Passage to read:
The significant changes in the phase structure of Sn4+ doped TiO2 samples (Ti1−x Sn x O2) can be well explained by the addition of dopant Sn4+ ion. The ionic radius of Sn4+ is 0.069 nm, and it is likely to substitute Ti4+ (with an ionic radius of 0.068 nm) in the TiO2 lattice [21, 22]. Furthermore, both of them belong to the tetragonal crystal symmetry with the space group P42/mnm, and have very similar lattice parameters [23]. Therefore, the addition of Sn4+ into the reaction solution can assist the crystallization in rutile structure. Calculated by Scherrer formula, the anatase crystalline size gradually decreased from 16.1 to 9.8 nm with increasing Sn4+ content (from TiSn0 to TiSn3). After that, an obvious increase to 15.5 and 18.8 nm can be observed (samples TiSn4 and TiSn5). In the case of the rutile phase, the crystalline size slightly decreases from 8.0 to 7.0 nm with enhancing the Sn4+ doping levels from TiSn4 to TiSn10. Generally, Sn4+ doping TiO2 can inhibit the growth of crystal grains due to the presence of Ti–O–Sn [24]. However, an interesting trend for anatase crystalline size, that is, a first decrease at low dopant level and an obvious increase at high dopant level is observed, which should be ascribed to the fact that the dopant Sn4+ concentrated in rutile and has a lower effect on anatase when two phases coexist [25]. This assumption can be confirmed from the experiment results that rutile crystals are smaller than anatase crystals in the case of coexistence of anatase and rutile phase samples. According to the report by Overstone and Yanagisawa, a critical particle size is required for anatase to rutile transformation [26]. However, a different trend is obtained in our work, which indicates rutile formation occurs through a different mechanism, favored by tin incorporation.

Instruction: What ionic radius does the passage on tin-doped titanium dioxide give for Sn4+?

Excerpt from a dataset:
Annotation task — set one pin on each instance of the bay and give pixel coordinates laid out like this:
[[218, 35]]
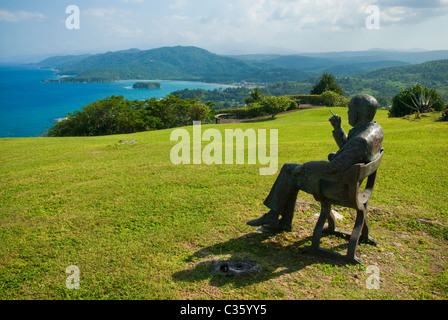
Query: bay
[[29, 106]]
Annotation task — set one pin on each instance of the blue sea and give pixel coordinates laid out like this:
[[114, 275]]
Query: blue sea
[[29, 106]]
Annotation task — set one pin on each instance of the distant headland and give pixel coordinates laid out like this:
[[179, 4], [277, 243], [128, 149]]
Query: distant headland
[[146, 85]]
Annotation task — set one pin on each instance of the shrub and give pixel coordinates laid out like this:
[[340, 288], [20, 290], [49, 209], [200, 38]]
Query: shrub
[[333, 99], [327, 83], [417, 99]]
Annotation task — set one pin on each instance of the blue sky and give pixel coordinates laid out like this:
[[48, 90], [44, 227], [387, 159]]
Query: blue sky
[[34, 29]]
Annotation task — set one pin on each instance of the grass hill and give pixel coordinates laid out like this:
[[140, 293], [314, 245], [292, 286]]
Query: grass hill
[[139, 227]]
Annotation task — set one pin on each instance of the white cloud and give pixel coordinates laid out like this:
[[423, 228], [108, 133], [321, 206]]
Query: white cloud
[[20, 15]]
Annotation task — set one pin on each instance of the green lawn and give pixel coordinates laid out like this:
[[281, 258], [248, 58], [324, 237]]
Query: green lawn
[[139, 227]]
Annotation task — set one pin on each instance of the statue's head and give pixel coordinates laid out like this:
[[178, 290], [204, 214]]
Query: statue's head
[[361, 109]]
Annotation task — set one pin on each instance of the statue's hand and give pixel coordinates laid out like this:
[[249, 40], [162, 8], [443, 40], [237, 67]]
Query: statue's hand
[[298, 170], [335, 121]]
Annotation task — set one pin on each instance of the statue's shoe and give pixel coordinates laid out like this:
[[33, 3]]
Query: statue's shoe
[[278, 229], [266, 219]]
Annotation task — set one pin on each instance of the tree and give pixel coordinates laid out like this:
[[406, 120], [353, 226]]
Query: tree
[[417, 99], [255, 96], [274, 105], [327, 83]]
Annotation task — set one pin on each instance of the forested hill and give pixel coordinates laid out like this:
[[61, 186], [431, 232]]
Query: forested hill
[[168, 63], [389, 81]]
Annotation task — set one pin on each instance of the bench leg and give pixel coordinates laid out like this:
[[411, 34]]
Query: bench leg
[[356, 234]]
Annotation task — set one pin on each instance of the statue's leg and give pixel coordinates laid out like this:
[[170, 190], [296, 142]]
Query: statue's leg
[[281, 200], [317, 233], [354, 237], [331, 222], [284, 188]]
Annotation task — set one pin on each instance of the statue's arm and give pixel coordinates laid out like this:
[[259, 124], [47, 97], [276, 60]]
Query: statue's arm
[[352, 152], [340, 137], [338, 133]]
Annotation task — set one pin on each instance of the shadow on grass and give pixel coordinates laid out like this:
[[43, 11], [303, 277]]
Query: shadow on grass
[[274, 259]]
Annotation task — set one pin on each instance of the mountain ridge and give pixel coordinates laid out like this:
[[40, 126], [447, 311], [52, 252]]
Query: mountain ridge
[[197, 64]]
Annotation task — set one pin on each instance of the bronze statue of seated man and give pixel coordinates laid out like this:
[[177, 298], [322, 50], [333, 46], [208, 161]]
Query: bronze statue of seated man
[[361, 145]]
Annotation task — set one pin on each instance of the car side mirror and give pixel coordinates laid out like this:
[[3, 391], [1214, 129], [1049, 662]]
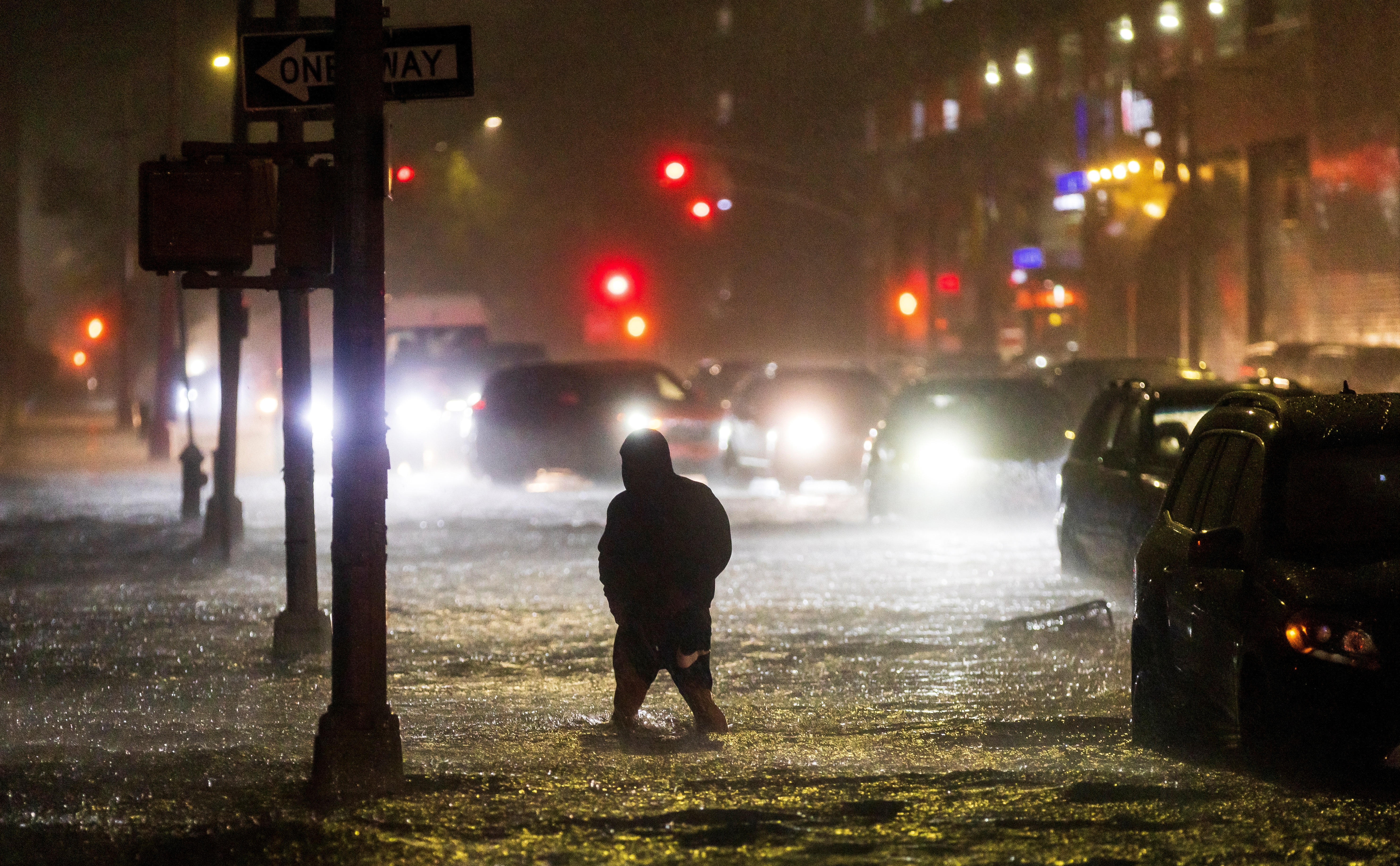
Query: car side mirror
[[1220, 548], [1118, 458]]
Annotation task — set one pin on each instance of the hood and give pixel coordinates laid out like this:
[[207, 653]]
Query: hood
[[1370, 590], [646, 461]]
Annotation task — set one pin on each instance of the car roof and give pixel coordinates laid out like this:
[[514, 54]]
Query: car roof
[[1335, 420], [602, 369]]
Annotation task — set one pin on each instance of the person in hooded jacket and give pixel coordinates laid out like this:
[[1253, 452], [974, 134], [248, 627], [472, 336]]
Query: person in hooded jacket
[[666, 543]]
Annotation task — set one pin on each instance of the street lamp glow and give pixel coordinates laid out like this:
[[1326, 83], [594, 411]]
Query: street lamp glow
[[1024, 66]]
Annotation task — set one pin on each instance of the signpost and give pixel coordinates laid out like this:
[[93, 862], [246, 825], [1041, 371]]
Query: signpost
[[299, 69], [353, 69]]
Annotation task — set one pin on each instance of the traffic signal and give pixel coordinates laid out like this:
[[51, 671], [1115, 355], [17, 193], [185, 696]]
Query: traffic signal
[[674, 171], [618, 286], [617, 283]]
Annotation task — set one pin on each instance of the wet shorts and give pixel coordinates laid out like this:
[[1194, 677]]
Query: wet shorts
[[652, 648]]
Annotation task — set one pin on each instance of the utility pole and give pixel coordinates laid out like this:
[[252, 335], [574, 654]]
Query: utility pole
[[358, 743], [159, 436], [301, 627], [225, 517]]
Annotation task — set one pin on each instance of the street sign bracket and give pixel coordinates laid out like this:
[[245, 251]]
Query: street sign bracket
[[275, 282]]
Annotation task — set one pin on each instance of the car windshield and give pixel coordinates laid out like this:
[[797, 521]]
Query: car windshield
[[1171, 427], [1343, 500], [1007, 420], [852, 394]]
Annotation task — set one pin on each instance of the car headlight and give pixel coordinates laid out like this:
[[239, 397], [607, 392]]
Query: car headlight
[[1332, 639], [806, 433], [636, 420], [415, 412]]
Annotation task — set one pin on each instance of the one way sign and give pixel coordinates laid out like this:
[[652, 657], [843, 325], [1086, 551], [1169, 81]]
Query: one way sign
[[299, 71]]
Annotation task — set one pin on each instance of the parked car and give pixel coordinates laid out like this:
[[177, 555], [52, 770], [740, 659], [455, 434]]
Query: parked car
[[803, 423], [969, 444], [1269, 587], [1324, 367], [1122, 459], [1081, 380], [576, 416]]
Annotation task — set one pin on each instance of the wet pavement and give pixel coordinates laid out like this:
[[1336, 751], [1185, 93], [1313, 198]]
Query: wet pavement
[[878, 711]]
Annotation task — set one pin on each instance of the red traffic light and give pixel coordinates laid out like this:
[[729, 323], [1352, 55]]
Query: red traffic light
[[618, 286], [674, 171], [617, 282]]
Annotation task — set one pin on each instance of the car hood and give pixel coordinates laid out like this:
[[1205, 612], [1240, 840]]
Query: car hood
[[1364, 588]]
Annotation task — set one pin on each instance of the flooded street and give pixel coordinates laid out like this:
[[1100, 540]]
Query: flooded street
[[880, 710]]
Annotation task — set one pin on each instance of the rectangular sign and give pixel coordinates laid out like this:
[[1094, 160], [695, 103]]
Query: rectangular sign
[[1028, 258], [1072, 183], [299, 71]]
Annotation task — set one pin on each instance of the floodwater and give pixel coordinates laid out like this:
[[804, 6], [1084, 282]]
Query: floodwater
[[878, 711]]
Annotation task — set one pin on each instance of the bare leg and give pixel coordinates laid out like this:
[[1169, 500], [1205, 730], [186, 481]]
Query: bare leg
[[632, 685], [709, 717]]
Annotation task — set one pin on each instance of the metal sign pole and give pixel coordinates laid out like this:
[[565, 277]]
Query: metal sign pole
[[300, 629], [225, 515], [358, 745]]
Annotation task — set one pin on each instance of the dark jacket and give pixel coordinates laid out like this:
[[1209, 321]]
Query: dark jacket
[[667, 538]]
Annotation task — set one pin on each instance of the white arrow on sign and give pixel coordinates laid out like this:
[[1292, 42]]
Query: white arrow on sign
[[296, 69]]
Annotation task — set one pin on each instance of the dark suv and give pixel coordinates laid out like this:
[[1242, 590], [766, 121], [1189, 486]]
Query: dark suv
[[1268, 590], [1123, 455]]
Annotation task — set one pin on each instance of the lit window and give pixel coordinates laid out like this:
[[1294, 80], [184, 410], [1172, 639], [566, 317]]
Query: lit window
[[1170, 17], [1024, 65]]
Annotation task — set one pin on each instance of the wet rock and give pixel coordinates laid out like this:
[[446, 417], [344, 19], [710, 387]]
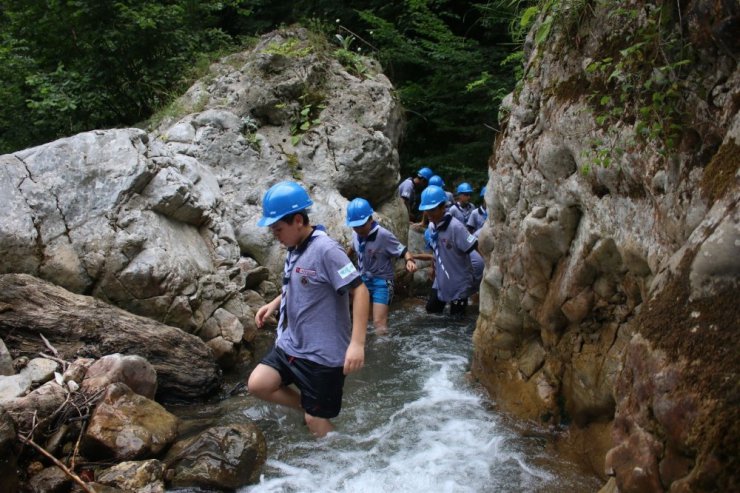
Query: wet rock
[[128, 426], [37, 371], [635, 463], [135, 476], [34, 410], [532, 359], [255, 276], [8, 459], [224, 457], [224, 351], [50, 480], [576, 309], [132, 370], [93, 327], [6, 361], [225, 324], [717, 263]]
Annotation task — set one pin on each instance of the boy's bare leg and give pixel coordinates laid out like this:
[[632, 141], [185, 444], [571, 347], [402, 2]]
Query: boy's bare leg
[[319, 427], [265, 383], [380, 318]]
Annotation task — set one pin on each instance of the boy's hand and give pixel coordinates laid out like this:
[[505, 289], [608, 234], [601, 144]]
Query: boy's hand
[[355, 358]]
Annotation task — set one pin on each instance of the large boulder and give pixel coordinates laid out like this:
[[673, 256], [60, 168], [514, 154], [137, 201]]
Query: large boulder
[[133, 370], [8, 459], [79, 325], [127, 426], [160, 224], [612, 251], [222, 457]]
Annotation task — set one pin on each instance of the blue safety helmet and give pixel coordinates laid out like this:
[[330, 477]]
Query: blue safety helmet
[[281, 199], [358, 212], [437, 180], [425, 173], [464, 187], [431, 197]]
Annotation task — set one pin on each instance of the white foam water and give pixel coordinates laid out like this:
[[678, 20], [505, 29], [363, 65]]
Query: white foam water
[[411, 422]]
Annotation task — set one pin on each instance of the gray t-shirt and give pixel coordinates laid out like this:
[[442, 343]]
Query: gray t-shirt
[[452, 245], [406, 190], [380, 251], [461, 213], [450, 199], [318, 324]]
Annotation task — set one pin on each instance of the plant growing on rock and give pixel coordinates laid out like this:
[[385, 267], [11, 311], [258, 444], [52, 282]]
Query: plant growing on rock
[[304, 115], [642, 82]]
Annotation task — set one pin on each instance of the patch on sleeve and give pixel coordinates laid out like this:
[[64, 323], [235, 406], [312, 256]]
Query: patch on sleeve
[[346, 270]]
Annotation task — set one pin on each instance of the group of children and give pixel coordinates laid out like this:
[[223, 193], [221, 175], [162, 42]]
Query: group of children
[[318, 343]]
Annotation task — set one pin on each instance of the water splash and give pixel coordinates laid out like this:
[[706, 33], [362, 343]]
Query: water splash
[[411, 422]]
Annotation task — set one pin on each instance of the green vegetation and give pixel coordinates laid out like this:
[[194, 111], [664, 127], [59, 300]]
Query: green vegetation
[[73, 66], [641, 83]]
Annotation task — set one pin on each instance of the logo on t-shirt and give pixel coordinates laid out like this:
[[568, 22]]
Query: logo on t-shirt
[[346, 270]]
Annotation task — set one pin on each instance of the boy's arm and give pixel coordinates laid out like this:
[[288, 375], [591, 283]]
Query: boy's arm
[[355, 356]]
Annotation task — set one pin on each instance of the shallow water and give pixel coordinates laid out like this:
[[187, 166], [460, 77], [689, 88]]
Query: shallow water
[[411, 422]]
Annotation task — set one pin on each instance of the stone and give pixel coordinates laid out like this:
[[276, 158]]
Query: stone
[[50, 480], [223, 457], [577, 308], [8, 458], [134, 371], [136, 476], [128, 426], [38, 370], [224, 351], [532, 359], [6, 361], [34, 410]]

The completed task: 0.069 nm